§ **Text segment**
11. **Transport/auth stay at the boundary.** Kernel crates should not depend on
HTTP, OpenAPI, bearer-token parsing, or future transport protocols. The
server resolves bearer tokens to actors; clients cannot set actor identity
directly.
12. **Bearer-token plaintext is not retained.** Server startup hashes bearer
tokens, authentication uses constant-time comparison, and request handling
carries only the resolved actor identity and hash-derived match state.
13. **Operational failures are bounded and observable.** Timeout, memory, OOM,
partial result, recovery, and conflict paths must fail loudly or degrade in
a documented way. If a metric affects plan choice or operator behavior, it
must be exposed through the relevant trait or observability surface.
14. **Tests match the boundary being changed.** Prefer extending the existing
test that owns the area. Planner changes need planner-level coverage,
storage changes need storage/recovery coverage, and end-to-end tests are not
a substitute for missing lower-level assertions. Read [testing.md](testing.md)
before adding tests.

§ **Set exercise a**
Please return, unchanged, the lines of the records from the line with "Annotation spec v2.4 — Object: squash" through the end of the records.

Bounding box annotation entries
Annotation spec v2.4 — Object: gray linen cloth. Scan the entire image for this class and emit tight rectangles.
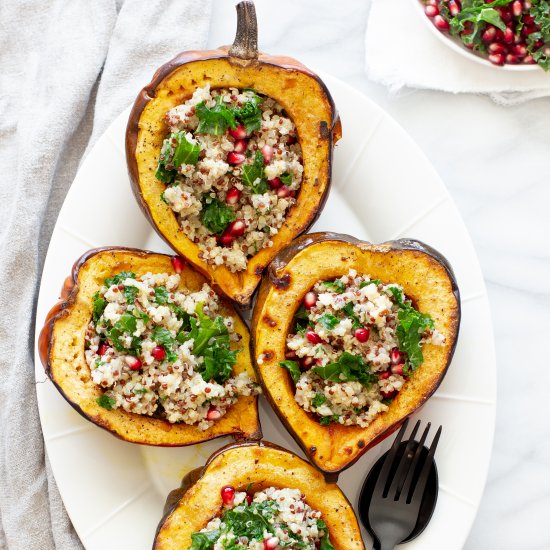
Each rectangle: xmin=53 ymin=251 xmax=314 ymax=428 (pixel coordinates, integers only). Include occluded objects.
xmin=0 ymin=0 xmax=211 ymax=550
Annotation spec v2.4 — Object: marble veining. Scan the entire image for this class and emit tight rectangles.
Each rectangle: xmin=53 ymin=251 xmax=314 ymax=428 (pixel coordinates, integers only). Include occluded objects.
xmin=208 ymin=0 xmax=550 ymax=550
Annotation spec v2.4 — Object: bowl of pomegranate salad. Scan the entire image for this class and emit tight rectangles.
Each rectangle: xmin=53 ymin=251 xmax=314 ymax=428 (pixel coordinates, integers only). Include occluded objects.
xmin=280 ymin=270 xmax=445 ymax=428
xmin=190 ymin=486 xmax=334 ymax=550
xmin=85 ymin=271 xmax=260 ymax=430
xmin=156 ymin=85 xmax=303 ymax=272
xmin=413 ymin=0 xmax=550 ymax=71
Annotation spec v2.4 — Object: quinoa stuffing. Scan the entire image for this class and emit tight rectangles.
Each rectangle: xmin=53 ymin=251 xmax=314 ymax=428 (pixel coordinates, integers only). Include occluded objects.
xmin=190 ymin=486 xmax=334 ymax=550
xmin=156 ymin=84 xmax=303 ymax=272
xmin=281 ymin=269 xmax=445 ymax=428
xmin=85 ymin=272 xmax=259 ymax=430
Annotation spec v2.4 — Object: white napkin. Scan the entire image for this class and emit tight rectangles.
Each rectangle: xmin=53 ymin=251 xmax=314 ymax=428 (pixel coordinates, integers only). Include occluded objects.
xmin=365 ymin=0 xmax=550 ymax=105
xmin=0 ymin=0 xmax=210 ymax=550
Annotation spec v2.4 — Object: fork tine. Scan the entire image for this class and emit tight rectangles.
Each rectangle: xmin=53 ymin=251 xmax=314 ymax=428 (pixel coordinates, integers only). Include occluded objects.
xmin=385 ymin=420 xmax=420 ymax=500
xmin=407 ymin=426 xmax=443 ymax=504
xmin=373 ymin=418 xmax=409 ymax=496
xmin=401 ymin=422 xmax=432 ymax=501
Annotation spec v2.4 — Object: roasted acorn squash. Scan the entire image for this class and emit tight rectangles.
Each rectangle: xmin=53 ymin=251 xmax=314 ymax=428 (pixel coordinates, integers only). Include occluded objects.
xmin=154 ymin=441 xmax=364 ymax=550
xmin=126 ymin=2 xmax=341 ymax=304
xmin=252 ymin=233 xmax=460 ymax=476
xmin=39 ymin=248 xmax=261 ymax=446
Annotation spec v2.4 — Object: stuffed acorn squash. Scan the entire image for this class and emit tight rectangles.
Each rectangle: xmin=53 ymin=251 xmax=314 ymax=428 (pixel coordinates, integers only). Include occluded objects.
xmin=126 ymin=2 xmax=341 ymax=304
xmin=154 ymin=441 xmax=364 ymax=550
xmin=39 ymin=248 xmax=261 ymax=446
xmin=252 ymin=233 xmax=460 ymax=475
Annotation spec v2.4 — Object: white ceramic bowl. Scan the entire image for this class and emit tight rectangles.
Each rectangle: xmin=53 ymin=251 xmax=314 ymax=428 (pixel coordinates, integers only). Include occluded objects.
xmin=410 ymin=0 xmax=540 ymax=72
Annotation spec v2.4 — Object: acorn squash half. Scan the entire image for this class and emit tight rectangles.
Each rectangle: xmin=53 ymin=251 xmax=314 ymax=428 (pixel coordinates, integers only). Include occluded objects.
xmin=252 ymin=233 xmax=460 ymax=477
xmin=126 ymin=2 xmax=341 ymax=304
xmin=154 ymin=441 xmax=364 ymax=550
xmin=39 ymin=248 xmax=262 ymax=446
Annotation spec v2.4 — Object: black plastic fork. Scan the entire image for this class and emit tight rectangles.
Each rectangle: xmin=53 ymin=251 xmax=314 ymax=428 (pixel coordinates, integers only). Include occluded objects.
xmin=368 ymin=419 xmax=442 ymax=550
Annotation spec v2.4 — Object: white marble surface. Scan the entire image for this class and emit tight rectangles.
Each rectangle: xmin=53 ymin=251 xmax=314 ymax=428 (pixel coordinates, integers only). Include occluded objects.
xmin=208 ymin=0 xmax=550 ymax=550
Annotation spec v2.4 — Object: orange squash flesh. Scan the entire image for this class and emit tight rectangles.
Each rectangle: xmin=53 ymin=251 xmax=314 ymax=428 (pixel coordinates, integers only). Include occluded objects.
xmin=252 ymin=233 xmax=460 ymax=476
xmin=154 ymin=441 xmax=364 ymax=550
xmin=39 ymin=248 xmax=261 ymax=446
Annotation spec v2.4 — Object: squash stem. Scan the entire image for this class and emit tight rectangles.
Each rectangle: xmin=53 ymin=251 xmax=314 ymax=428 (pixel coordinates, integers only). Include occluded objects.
xmin=229 ymin=0 xmax=258 ymax=59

§ **Set exercise b**
In the excerpt on kernel and server rules, what does server startup do with bearer tokens?

§ **Complete output a**
Annotation spec v2.4 — Object: squash stem. Scan the entire image for this class and emit tight rectangles.
Each rectangle: xmin=53 ymin=251 xmax=314 ymax=428 (pixel coordinates, integers only). Include occluded objects.
xmin=229 ymin=0 xmax=258 ymax=59

§ **Complete output b**
It hashes them.